STATED PROBLEM: Copy the material word for word, starting at the line that contains "task | place a point on the low-lying" and ending after the line that contains "x=151, y=75".

SOURCE MATERIAL:
--- start ---
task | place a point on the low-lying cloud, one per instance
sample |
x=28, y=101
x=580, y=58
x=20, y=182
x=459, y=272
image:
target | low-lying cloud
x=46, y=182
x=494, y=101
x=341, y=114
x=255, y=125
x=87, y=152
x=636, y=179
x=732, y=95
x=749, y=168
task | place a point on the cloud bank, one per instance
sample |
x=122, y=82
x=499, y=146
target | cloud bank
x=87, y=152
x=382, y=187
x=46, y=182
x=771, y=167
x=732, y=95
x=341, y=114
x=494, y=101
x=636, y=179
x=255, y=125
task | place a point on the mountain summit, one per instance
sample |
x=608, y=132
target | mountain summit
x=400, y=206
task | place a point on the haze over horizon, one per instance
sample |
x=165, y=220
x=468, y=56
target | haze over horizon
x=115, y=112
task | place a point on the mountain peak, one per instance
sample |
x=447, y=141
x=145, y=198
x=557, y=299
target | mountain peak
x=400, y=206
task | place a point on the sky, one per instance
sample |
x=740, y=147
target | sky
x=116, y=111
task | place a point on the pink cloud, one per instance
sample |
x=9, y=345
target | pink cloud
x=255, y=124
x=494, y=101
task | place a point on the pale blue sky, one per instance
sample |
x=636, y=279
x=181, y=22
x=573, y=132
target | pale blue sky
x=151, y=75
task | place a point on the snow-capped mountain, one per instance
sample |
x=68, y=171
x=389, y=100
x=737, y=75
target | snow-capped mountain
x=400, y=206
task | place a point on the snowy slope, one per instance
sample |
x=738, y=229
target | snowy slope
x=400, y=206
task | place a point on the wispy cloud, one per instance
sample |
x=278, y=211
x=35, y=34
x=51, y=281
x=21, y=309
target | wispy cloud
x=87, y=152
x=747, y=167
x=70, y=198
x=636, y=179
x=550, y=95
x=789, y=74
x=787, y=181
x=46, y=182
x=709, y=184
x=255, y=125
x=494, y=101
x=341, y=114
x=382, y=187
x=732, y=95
--- end ---
--- start ---
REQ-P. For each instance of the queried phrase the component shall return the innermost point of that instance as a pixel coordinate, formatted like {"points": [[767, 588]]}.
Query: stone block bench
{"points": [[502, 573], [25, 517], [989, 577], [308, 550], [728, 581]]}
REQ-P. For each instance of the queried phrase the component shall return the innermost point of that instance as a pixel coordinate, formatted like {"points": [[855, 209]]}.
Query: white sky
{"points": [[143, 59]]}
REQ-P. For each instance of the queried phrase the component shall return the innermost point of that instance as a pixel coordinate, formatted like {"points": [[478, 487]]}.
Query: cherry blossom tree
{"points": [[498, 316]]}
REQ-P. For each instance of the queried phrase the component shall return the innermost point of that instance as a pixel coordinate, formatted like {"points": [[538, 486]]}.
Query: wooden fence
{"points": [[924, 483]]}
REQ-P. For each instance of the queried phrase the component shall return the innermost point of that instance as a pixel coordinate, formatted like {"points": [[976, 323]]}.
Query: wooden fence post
--- end ---
FULL RESPONSE:
task | place a point on the low-lying cloud, one per instance
sample |
x=28, y=101
x=580, y=58
x=20, y=182
x=459, y=272
image:
target | low-lying cloud
x=46, y=182
x=494, y=101
x=341, y=114
x=255, y=125
x=87, y=152
x=636, y=179
x=732, y=95
x=749, y=168
task | place a point on the cloud bank, one per instance
sample |
x=122, y=82
x=499, y=146
target | cloud bank
x=87, y=152
x=382, y=187
x=46, y=182
x=771, y=167
x=732, y=95
x=341, y=114
x=494, y=101
x=636, y=179
x=255, y=125
task | place a point on the mountain summit, one per instance
sample |
x=608, y=132
target | mountain summit
x=400, y=206
task | place a point on the haze over horizon, one per instance
sample |
x=165, y=220
x=468, y=56
target | haze over horizon
x=115, y=112
task | place a point on the mountain peak, one per instance
sample |
x=447, y=141
x=145, y=198
x=557, y=299
target | mountain peak
x=400, y=206
task | place a point on the sky, one per instance
sample |
x=740, y=147
target | sky
x=116, y=111
task | place a point on the pink cloud, one per instance
sample |
x=9, y=345
target | pink cloud
x=255, y=124
x=494, y=101
task | place a point on the pale blue sky, one per instance
sample |
x=636, y=279
x=181, y=22
x=573, y=132
target | pale blue sky
x=151, y=75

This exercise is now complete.